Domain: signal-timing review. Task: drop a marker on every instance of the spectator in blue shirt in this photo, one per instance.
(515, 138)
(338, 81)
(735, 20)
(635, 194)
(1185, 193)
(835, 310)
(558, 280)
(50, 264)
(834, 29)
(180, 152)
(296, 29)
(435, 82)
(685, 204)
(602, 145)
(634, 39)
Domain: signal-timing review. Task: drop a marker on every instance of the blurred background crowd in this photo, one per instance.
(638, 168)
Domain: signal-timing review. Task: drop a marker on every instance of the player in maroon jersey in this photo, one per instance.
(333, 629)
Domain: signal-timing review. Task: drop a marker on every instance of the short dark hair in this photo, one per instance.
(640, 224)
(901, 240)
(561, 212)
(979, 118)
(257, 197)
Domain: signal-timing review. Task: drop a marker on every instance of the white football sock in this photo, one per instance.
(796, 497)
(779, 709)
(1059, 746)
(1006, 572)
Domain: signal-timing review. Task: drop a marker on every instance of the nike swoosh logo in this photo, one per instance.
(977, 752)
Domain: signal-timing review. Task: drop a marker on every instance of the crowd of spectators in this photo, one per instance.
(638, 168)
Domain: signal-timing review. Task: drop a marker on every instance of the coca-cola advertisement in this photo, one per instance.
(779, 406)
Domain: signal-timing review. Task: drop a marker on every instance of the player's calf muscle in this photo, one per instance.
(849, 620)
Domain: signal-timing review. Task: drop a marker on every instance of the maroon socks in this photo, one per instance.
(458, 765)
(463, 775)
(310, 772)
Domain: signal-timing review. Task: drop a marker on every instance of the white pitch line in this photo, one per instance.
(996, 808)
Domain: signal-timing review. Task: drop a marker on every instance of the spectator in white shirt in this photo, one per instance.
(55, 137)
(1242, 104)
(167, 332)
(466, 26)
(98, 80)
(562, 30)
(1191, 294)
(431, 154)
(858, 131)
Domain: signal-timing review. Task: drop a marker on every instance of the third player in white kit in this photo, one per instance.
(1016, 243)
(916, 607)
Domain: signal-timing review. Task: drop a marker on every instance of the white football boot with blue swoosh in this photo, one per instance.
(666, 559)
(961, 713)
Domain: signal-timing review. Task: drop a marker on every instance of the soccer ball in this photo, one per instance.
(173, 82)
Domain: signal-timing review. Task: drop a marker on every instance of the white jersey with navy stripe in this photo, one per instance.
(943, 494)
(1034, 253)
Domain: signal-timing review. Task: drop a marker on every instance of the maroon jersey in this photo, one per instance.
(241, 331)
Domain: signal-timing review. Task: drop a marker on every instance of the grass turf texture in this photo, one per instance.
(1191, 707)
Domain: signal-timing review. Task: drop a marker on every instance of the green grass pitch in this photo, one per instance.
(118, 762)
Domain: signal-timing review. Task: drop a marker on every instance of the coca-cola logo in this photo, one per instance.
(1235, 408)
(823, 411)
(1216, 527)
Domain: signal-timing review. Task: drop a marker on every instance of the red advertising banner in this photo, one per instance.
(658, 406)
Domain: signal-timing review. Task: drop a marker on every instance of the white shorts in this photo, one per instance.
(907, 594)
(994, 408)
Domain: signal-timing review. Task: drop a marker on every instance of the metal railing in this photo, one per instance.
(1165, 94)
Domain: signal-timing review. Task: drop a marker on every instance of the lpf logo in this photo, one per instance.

Stated task ▸
Write out again, unchanged, the stretch of the material above from the line containing "line in this photo, one per instance." through the line containing "(1034, 253)".

Response for this exercise ▸
Domain: signal-timing review. Task: drop a marker on every instance of the white pitch line in this photo, one per instance.
(996, 808)
Domain: signal-timing review. Task: drop a marker on every instance of the spectator in white shirt in this photo, one per instance.
(55, 137)
(1242, 104)
(167, 332)
(466, 26)
(98, 80)
(562, 30)
(1191, 294)
(431, 154)
(858, 131)
Domain: signal-timing review. Task: drop a marker on every instance of the third player in white kit in this photo, one per instance.
(1016, 243)
(916, 607)
Domain: signal-timing review. Task: drop a marker on every instance of the white football boot with blue swoosh in this photo, one per instance.
(666, 559)
(961, 713)
Domain: signal-timing review. Task: drop a marker on every instance of the soccer ball in this photo, one per instance.
(173, 82)
Domain: signal-timing review. Task: drop a marker on every instance of the white jersey with navy stripe in this photo, one per instance.
(943, 494)
(1034, 253)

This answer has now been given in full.